A Hipocrisia Humana
Em um capítulo da peça Hamlet de Shakespeare, o protagonista, de mesmo nome que a obra, produz na cena dois do ato três do livro uma peça teatral. Sua intenção era desmascarar as atrocidades feitas pelo seu tio. Esse estaria na platéia assistindo à encenação de um assassinato que imitava de modo preciso a forma pela qual usou para matar seu irmão. Tudo que Hamlet queria era uma reação por parte de seu tio em que o estimulasse a admitir seu crime. Portanto, Hamlet não estava sendo solidário com o povo organizando aquele espetáculo como muitos pensaram, estava sim, vertendo ódio pela morte injusta de seu pai e ávido por vingança. Sim: o insano Hamlet - para mim gênio - foi hipócrita.
Assim é o homem, dotado de carne, osso e hipocrisia, característica intrínseca que denota fingimento de virtudes e sentimentos onde não enxergamos em nós mesmos, mas percebemos de forma abundante em outrem. É sobre essa questão que exijo a reflexão do leitor e convoco-o para uma viagem em torno do meu entendimento sobre o assunto.
A hipocrisia humana é manifestada de diversas maneiras, mas julgo que poderíamos classificá-las em dois grupos maiores: hipocrisias impudentes e hipocrisias elípticas.

**Dados apresentados**
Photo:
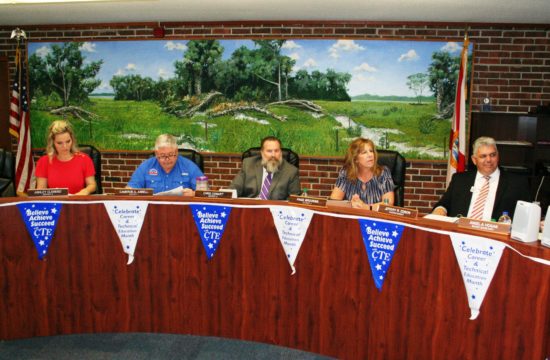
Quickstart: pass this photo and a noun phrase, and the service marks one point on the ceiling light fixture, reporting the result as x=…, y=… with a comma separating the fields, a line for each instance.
x=39, y=2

**Tarefa 1**
Enumere aquilo de que, segundo o excerto sobre a hipocrisia humana, o homem é dotado.
**Tarefa 2**
Resuma em duas frases o excerto sobre a hipocrisia humana.

**Resposta 1**
Carne, osso e hipocrisia.

**Resposta 2**
O excerto relata que Hamlet montou uma peça teatral que imitava o assassinato cometido por seu tio, não por solidariedade com o povo, mas movido pelo ódio pela morte injusta do pai e pelo desejo de vingança, o que o texto qualifica como hipocrisia. Em seguida, o texto define a hipocrisia como característica intrínseca ao homem, que não a enxerga em si mesmo mas a percebe nos outros, e propõe classificá-la em dois grupos: hipocrisias impudentes e hipocrisias elípticas.